**Information shown:**
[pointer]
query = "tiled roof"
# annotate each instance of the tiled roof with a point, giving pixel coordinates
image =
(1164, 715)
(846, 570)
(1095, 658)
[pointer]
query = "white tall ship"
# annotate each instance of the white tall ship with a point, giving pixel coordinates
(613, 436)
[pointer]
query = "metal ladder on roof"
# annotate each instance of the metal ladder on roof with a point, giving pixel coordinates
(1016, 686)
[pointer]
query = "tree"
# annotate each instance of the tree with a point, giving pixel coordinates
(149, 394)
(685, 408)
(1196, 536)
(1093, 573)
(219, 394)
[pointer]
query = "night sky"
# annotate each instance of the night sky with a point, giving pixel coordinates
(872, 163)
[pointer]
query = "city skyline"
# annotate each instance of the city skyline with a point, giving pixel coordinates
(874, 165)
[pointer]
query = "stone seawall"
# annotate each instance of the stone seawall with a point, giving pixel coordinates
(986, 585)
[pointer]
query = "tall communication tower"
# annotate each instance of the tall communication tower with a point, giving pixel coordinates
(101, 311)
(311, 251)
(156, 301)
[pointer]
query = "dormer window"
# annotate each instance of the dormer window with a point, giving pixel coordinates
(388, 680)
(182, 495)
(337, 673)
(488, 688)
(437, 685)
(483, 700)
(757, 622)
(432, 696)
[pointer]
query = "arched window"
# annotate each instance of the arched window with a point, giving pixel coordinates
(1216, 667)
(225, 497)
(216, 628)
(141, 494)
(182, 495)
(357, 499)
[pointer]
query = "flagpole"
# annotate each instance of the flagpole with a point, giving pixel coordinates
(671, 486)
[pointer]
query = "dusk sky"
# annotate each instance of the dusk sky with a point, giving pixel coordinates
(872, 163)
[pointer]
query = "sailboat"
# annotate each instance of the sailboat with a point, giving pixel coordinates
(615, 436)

**What you have to do:** The data must be duplicated exactly, with nothing left out.

**Problem solution:**
[pointer]
query = "tiled roof"
# annotate each instance of the tiled roof with a point, giving pixel coordinates
image =
(1164, 715)
(846, 570)
(1095, 658)
[pointer]
query = "white tall ship"
# annotate each instance of the white tall ship with a point, giving pixel coordinates
(613, 436)
[pointer]
query = "metal ladder on roof"
# annotate each instance of the metal ladder on roof with a point, giving pixel coordinates
(1016, 686)
[pointer]
query = "tree"
# annotate each instance of the tree with a point, giving pixel coordinates
(149, 394)
(685, 408)
(1196, 536)
(1093, 573)
(219, 394)
[pointer]
query = "night sky"
# annotate each instance of the night sky with a point, giving pixel coordinates
(872, 163)
[pointer]
query = "city skyline"
# annotate each instance of the city skyline with a point, giving pixel coordinates
(874, 165)
[pointer]
query = "stone seawall"
# annotate each instance of the stone seawall with a point, giving pixel coordinates
(986, 585)
[pointer]
query = "tall communication tower"
# annotate each instance of the tall communication tower with a point, giving pixel coordinates
(101, 311)
(311, 251)
(156, 301)
[pointer]
query = "dormer window"
# annotate each instance of the dormer window with a point, giving pixel coordinates
(388, 680)
(182, 495)
(337, 673)
(488, 688)
(437, 685)
(483, 700)
(757, 622)
(432, 696)
[pointer]
query = "arched window"
# annotate each instance of the arched window with a point, giving pixel coordinates
(1216, 667)
(225, 497)
(216, 628)
(141, 494)
(182, 495)
(357, 499)
[pointer]
query = "flagpole"
# annotate each instance of the flagpole with a point, giving pixel coordinates
(671, 486)
[pointer]
query = "dusk sky"
# annotate each instance of the dusk sky with a point, giving pixel coordinates
(872, 163)
[pointer]
query = "sailboat"
# annotate each instance of the sailboat with a point, giving pixel coordinates
(615, 436)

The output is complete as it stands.